------ DATASET CONTENT

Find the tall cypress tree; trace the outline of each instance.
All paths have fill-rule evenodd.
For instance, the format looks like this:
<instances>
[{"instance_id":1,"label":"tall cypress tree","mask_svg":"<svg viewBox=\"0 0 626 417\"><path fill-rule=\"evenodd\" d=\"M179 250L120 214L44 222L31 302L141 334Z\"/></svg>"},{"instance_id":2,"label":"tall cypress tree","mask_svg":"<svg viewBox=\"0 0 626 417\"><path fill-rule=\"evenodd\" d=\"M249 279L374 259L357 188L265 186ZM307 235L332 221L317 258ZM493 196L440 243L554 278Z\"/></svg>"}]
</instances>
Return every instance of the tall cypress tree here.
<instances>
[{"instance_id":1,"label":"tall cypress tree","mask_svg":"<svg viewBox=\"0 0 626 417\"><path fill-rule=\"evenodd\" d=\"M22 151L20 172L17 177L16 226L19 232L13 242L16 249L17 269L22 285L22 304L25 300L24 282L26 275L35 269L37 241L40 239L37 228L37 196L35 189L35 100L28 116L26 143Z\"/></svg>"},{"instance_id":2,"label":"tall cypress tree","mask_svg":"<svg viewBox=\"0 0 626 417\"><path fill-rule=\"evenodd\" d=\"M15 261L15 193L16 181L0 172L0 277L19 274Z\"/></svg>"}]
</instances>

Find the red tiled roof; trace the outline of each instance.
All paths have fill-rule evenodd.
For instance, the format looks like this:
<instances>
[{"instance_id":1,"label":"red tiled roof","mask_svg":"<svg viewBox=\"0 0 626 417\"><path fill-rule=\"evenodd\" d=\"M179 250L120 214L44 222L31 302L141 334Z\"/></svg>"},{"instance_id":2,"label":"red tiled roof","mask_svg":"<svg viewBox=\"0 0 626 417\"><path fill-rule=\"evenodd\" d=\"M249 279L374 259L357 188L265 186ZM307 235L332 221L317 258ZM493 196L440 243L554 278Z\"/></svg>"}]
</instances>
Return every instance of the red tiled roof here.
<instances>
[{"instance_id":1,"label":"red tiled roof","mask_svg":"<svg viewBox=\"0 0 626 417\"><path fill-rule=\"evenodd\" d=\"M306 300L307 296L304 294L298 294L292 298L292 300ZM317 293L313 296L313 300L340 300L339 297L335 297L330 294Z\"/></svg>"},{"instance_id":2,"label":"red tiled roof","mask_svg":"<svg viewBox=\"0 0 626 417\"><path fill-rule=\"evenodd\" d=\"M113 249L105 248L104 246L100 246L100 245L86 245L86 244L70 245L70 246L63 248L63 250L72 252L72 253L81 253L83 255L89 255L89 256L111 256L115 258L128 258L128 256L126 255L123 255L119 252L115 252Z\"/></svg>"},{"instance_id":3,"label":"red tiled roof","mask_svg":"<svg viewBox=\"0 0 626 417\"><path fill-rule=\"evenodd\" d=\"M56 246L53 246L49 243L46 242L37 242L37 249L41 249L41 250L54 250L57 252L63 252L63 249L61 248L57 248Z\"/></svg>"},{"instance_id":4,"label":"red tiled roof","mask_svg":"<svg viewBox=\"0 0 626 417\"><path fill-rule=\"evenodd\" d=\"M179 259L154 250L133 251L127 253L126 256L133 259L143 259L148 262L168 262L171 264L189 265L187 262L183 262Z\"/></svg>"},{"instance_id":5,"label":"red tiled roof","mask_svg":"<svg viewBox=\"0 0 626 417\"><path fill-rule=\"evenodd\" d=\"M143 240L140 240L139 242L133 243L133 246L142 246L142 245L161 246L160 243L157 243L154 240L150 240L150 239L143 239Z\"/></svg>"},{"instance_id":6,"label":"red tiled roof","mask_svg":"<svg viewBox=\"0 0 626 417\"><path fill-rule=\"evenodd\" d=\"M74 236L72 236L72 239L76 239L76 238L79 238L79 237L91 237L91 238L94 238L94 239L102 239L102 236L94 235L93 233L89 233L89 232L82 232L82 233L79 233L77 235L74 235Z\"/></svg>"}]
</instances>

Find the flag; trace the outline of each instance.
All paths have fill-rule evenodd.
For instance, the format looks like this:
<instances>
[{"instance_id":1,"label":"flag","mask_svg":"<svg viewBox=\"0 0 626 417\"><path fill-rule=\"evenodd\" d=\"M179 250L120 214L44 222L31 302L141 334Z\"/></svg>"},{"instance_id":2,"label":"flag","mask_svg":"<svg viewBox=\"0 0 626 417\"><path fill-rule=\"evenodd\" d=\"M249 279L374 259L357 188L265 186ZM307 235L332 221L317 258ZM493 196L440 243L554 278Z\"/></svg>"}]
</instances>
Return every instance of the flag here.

------------

REQUIRED ACTION. Reproduce each line of the records in which "trace" appears.

RESPONSE TO THE EXERCISE.
Find the tall cypress tree; trace the outline of each instance.
Find the red tiled roof; trace the outline of each instance.
Find the flag; trace the outline of each instance.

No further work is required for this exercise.